** THE PROBLEM **
Could you give every line of the rows below as a numbered list, leaving out any blank lines?

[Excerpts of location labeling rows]
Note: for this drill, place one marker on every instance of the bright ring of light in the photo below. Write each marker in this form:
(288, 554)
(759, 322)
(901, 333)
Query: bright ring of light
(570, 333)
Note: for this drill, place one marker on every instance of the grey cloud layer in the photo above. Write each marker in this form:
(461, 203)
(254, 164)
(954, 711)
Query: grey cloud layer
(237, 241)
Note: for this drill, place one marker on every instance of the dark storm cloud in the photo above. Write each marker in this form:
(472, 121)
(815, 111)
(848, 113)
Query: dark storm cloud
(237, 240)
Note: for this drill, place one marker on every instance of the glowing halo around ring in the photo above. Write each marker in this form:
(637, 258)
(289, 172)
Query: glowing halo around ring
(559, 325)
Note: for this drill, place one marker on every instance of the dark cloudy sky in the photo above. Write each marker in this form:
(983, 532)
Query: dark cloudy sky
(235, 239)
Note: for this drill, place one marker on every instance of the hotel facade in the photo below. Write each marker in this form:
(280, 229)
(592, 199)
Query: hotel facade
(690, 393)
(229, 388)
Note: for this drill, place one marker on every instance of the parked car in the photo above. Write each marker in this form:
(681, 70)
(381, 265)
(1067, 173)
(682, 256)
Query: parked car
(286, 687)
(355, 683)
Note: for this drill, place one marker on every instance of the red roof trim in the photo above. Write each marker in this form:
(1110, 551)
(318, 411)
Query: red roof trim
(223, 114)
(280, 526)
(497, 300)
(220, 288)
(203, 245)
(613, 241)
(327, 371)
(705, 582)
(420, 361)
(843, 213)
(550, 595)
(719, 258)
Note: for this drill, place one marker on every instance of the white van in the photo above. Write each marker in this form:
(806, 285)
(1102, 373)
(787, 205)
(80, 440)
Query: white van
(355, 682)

** WORKED SOLUTION **
1. Note: for this drill, place one marker on every instance of the bright ring of light in the photo below. Write each marker in this form:
2. (288, 554)
3. (759, 322)
4. (901, 333)
5. Query: bright ring of light
6. (570, 333)
7. Note: for this drill, place one marker on every instance of the grey cloud layer in the photo above. Write each marker in this form:
8. (461, 203)
9. (254, 164)
10. (954, 711)
11. Query: grey cloud layer
12. (237, 241)
13. Note: for this drill, place one marker on every instance of the dark storm cloud in the photo above. Write each marker in this form:
14. (472, 121)
15. (815, 111)
16. (848, 113)
17. Query: dark storm cloud
18. (237, 240)
19. Note: for this drill, place one marker on every instance of the glowing halo around ring in the photo above. Write each marker in this form:
20. (637, 258)
21. (289, 172)
22. Query: glowing halo around ring
23. (559, 325)
24. Note: for this drill, place one marker on every instance of the dark cloudy sky in the photo above. Write each marker in this form:
25. (983, 532)
26. Query: dark cloudy sky
27. (235, 239)
28. Note: for this drill, place one marker on every instance of the hotel facade in the photo below. Write each marker in this form:
29. (280, 229)
30. (592, 199)
31. Query: hotel facade
32. (690, 393)
33. (229, 388)
34. Note: for this drill, place one marker on every instance of the parked car in the photo above. Write each marker in this form:
35. (681, 70)
36. (381, 265)
37. (1067, 173)
38. (682, 256)
39. Query: parked car
40. (286, 687)
41. (355, 683)
42. Note: for this drill, place one marker on every instance of the red roof trim in the photo above. Write each marker in this form:
43. (1110, 551)
44. (318, 411)
45. Query: red roof trim
46. (223, 114)
47. (280, 526)
48. (497, 300)
49. (220, 288)
50. (203, 245)
51. (613, 241)
52. (327, 371)
53. (705, 582)
54. (420, 361)
55. (843, 213)
56. (550, 595)
57. (719, 258)
58. Note: for this drill, place one marker on every instance of the white van in the photo above. Write each marker in this form:
59. (806, 285)
60. (1102, 373)
61. (787, 205)
62. (80, 440)
63. Query: white van
64. (355, 682)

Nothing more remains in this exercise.